== PROMPT ==
Find the line that contains "Indicate the la kings jersey" and print it and every line after it, exactly, please.

·····

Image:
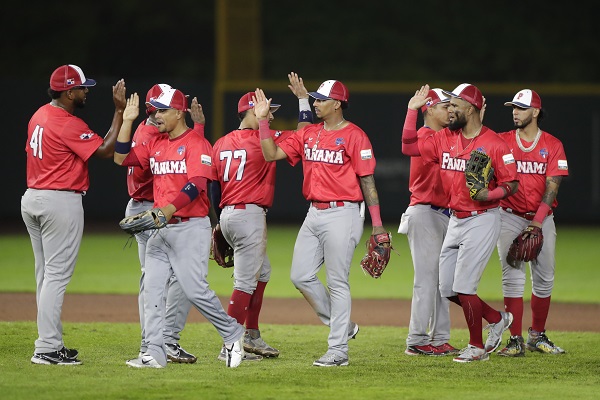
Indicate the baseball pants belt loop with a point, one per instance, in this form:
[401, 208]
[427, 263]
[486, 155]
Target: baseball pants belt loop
[467, 214]
[178, 220]
[445, 211]
[324, 205]
[529, 216]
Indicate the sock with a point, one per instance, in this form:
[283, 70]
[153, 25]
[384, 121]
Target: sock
[514, 305]
[539, 312]
[238, 305]
[471, 305]
[255, 306]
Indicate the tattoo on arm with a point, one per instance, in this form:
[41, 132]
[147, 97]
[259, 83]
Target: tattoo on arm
[552, 184]
[367, 185]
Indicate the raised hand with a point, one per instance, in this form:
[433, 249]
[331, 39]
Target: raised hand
[262, 105]
[297, 86]
[420, 98]
[119, 95]
[132, 109]
[196, 112]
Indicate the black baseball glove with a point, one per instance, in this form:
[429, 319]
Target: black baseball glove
[149, 219]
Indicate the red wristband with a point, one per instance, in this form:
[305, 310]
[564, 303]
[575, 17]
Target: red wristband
[542, 212]
[263, 129]
[375, 215]
[409, 132]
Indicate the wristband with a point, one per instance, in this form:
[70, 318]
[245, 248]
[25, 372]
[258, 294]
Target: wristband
[409, 132]
[122, 148]
[263, 129]
[375, 215]
[542, 212]
[303, 104]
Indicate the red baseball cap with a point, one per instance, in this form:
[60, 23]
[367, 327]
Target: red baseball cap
[467, 92]
[437, 96]
[154, 91]
[331, 90]
[169, 98]
[526, 98]
[246, 103]
[67, 77]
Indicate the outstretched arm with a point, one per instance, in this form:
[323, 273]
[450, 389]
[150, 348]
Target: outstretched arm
[108, 147]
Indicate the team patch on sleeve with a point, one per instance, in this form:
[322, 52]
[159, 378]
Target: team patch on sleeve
[508, 159]
[206, 159]
[562, 165]
[366, 154]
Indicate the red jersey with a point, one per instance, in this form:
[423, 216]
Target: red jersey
[446, 148]
[239, 165]
[332, 161]
[172, 163]
[139, 180]
[58, 148]
[547, 158]
[425, 184]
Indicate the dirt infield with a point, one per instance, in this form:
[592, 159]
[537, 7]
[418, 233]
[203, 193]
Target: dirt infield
[123, 308]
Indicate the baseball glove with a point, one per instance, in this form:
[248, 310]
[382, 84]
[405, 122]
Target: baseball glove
[378, 254]
[149, 219]
[220, 250]
[478, 172]
[526, 246]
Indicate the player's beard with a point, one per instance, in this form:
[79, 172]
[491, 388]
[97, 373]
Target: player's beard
[79, 103]
[459, 122]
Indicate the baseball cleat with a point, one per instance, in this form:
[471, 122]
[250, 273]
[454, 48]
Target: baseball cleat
[253, 343]
[331, 360]
[145, 361]
[538, 341]
[470, 354]
[176, 353]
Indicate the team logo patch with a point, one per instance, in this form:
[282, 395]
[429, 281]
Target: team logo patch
[205, 159]
[562, 165]
[508, 159]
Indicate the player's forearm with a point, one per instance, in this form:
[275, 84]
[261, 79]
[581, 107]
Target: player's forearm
[122, 144]
[410, 145]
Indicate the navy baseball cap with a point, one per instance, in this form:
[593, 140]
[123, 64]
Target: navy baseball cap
[331, 89]
[67, 77]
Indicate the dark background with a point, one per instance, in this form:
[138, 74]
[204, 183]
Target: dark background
[382, 50]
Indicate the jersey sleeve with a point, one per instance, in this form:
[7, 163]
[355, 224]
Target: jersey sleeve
[557, 159]
[78, 137]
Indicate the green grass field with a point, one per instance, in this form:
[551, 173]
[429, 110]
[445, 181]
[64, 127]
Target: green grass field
[378, 367]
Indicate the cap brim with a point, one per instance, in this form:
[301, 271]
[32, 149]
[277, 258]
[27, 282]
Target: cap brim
[158, 105]
[318, 96]
[88, 82]
[516, 103]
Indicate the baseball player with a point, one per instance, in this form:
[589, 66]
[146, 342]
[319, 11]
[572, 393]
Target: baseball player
[425, 223]
[180, 161]
[474, 224]
[139, 185]
[59, 145]
[338, 165]
[541, 164]
[241, 195]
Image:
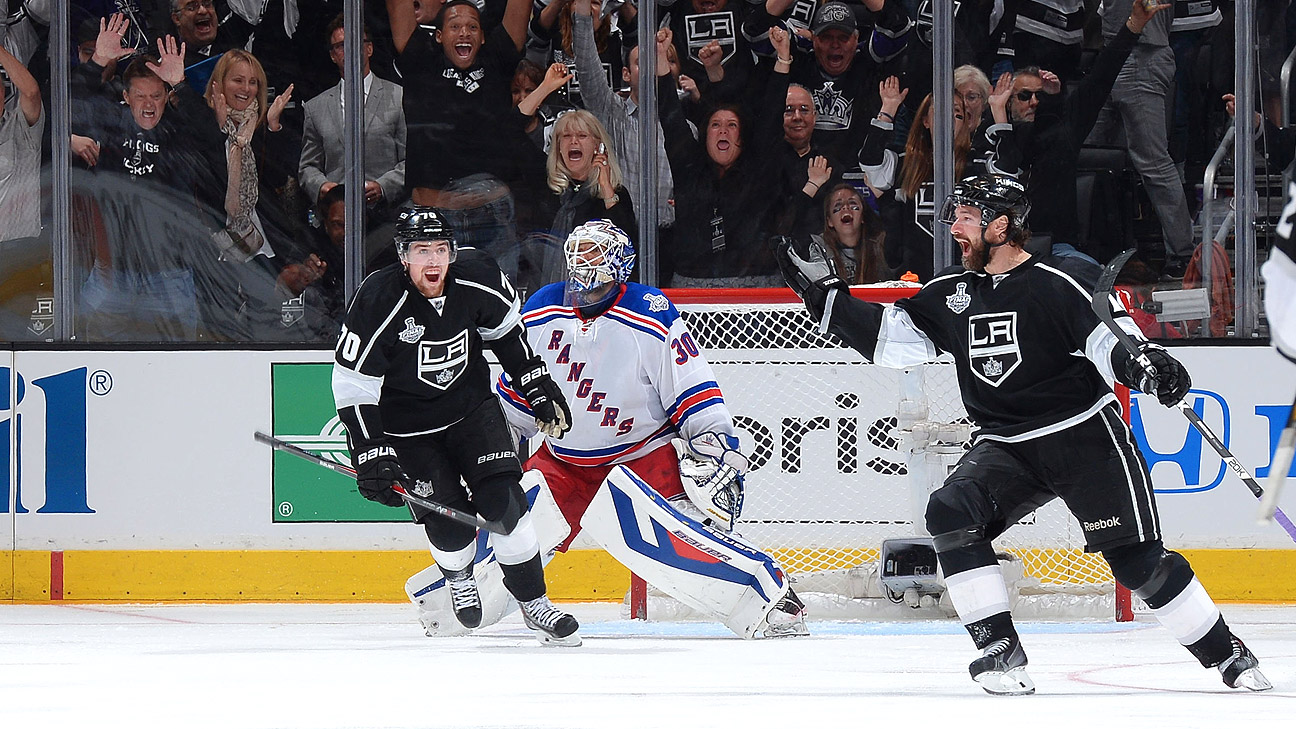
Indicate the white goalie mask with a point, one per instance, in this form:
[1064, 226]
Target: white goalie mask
[599, 257]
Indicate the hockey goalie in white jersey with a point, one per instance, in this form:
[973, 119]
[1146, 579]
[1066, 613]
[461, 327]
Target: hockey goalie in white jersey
[636, 382]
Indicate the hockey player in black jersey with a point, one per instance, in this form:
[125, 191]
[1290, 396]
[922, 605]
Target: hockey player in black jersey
[1034, 366]
[414, 391]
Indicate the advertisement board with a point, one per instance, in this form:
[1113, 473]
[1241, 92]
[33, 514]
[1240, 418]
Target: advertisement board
[156, 450]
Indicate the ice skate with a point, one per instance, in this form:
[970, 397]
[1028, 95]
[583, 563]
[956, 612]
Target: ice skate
[552, 627]
[1002, 669]
[786, 619]
[1242, 668]
[464, 597]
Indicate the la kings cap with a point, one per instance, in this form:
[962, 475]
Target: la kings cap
[833, 16]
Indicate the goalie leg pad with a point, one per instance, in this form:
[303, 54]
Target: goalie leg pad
[428, 588]
[701, 568]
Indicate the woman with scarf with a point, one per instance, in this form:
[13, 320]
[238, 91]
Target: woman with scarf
[257, 238]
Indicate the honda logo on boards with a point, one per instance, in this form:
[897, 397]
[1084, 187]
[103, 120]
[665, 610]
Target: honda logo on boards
[1195, 461]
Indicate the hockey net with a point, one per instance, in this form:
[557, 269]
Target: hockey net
[844, 454]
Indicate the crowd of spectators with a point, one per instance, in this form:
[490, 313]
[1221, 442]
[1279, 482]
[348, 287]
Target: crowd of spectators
[208, 138]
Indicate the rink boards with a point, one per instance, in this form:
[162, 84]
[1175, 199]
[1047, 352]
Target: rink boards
[135, 476]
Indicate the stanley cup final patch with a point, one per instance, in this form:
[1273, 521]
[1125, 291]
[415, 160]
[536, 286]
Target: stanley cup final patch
[959, 300]
[993, 348]
[441, 362]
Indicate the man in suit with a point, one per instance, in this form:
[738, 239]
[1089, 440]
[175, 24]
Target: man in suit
[322, 165]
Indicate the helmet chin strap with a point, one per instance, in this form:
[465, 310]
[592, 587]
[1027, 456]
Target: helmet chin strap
[985, 227]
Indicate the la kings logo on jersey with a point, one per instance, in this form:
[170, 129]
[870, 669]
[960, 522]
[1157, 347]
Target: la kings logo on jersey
[292, 311]
[441, 362]
[993, 348]
[705, 27]
[832, 108]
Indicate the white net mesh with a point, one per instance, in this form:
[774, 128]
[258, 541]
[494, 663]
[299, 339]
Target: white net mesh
[844, 454]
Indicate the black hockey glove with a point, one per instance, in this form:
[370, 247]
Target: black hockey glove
[552, 415]
[1168, 379]
[376, 470]
[810, 276]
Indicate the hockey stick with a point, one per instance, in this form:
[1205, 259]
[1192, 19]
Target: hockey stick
[1282, 462]
[452, 514]
[1103, 308]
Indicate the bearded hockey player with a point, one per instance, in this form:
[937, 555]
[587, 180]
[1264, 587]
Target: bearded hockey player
[412, 388]
[638, 380]
[1034, 366]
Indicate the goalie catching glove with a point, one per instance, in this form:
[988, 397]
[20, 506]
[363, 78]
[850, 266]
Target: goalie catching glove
[1167, 379]
[712, 471]
[552, 415]
[811, 276]
[376, 471]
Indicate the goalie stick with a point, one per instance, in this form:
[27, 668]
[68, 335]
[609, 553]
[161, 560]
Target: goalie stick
[1103, 308]
[452, 514]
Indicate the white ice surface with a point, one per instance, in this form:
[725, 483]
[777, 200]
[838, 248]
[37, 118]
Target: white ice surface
[342, 666]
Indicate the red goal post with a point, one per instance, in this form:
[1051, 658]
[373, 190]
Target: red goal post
[844, 454]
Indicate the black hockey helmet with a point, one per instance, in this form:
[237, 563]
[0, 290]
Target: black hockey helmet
[995, 195]
[423, 223]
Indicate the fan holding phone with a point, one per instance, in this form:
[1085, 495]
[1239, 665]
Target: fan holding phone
[585, 174]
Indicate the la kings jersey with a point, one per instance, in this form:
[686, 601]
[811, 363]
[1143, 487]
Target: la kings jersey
[633, 376]
[421, 359]
[1030, 354]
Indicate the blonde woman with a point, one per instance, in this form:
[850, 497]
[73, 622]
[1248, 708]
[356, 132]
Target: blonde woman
[243, 292]
[583, 173]
[905, 180]
[237, 95]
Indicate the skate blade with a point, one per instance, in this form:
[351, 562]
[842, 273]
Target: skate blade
[783, 631]
[1252, 680]
[434, 628]
[548, 640]
[1012, 682]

·····

== EXERCISE SOLUTION ==
Indicate the la kings jersey with a point, one per instance, in this form:
[686, 601]
[811, 363]
[1143, 487]
Target: la kings jersey
[633, 376]
[421, 359]
[1030, 354]
Indicate the blonde woman with a point, one per instance, in this form:
[850, 497]
[73, 622]
[1248, 708]
[356, 132]
Target: blonde woman
[243, 292]
[583, 173]
[905, 180]
[237, 95]
Indicate the skate blade with a point, one per instance, in this form:
[351, 562]
[842, 273]
Target: skate blade
[783, 631]
[1252, 680]
[434, 628]
[548, 640]
[1012, 682]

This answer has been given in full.